Reproduce exactly, and exclusively, the lines from the line containing "Task: locate the fallen" through the final line of the listing below.
Start of Data provided
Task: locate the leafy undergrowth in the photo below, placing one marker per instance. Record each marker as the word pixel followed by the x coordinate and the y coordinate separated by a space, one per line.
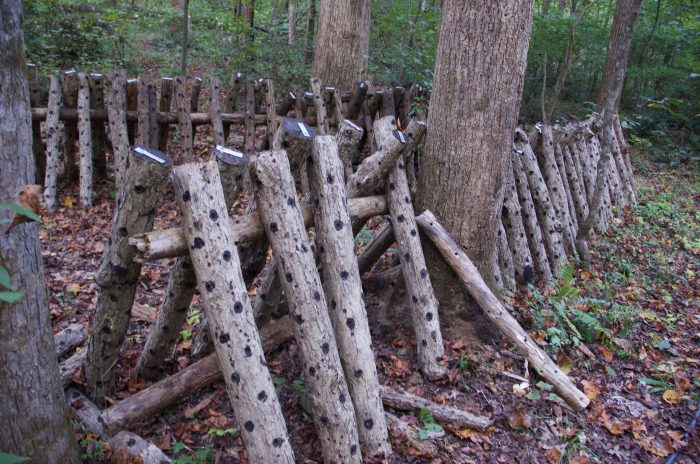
pixel 627 332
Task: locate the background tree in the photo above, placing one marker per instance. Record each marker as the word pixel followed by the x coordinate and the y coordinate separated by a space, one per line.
pixel 610 90
pixel 33 407
pixel 342 42
pixel 473 112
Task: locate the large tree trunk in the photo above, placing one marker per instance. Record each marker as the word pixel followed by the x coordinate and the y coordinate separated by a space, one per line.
pixel 32 406
pixel 342 42
pixel 613 78
pixel 470 137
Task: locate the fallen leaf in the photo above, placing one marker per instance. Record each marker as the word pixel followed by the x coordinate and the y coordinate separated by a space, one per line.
pixel 590 389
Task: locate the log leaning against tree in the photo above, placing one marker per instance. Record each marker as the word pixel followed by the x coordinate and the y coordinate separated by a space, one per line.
pixel 169 243
pixel 498 314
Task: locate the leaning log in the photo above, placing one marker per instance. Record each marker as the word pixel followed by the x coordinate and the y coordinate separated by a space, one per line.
pixel 227 306
pixel 327 389
pixel 53 139
pixel 169 243
pixel 144 183
pixel 497 313
pixel 423 302
pixel 343 291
End of Data provided
- [Result]:
Task: locate the fallen leaf in the photo above, placing one marker per instance. Record each marker as the word pixel followed by the x coordinate and the y coordinate separated by a space, one per line.
pixel 590 389
Task: locate the log leaning against tree in the photo above, placing one marker per instance. Record each marker as the word pixel followed by the x coordinate and the y coordinate separated by a space, one per line.
pixel 169 243
pixel 498 314
Task: locate the leaning log in the photo above, placing one marker per instance. Record each marker as the word pixel followed by the x coordinate and the y coordinate separated by a space, one per line.
pixel 227 306
pixel 327 389
pixel 53 139
pixel 169 243
pixel 144 183
pixel 497 313
pixel 423 302
pixel 343 291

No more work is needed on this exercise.